### [Data supplied]
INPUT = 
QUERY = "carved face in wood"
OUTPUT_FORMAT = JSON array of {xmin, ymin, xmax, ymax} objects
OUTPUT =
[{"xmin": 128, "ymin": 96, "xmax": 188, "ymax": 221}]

### [Instructions to follow]
I'd like the material repeated word for word, please.

### [Exercise output]
INPUT = 
QUERY = "carved face in wood"
OUTPUT_FORMAT = JSON array of {xmin, ymin, xmax, ymax} objects
OUTPUT =
[{"xmin": 128, "ymin": 96, "xmax": 188, "ymax": 221}]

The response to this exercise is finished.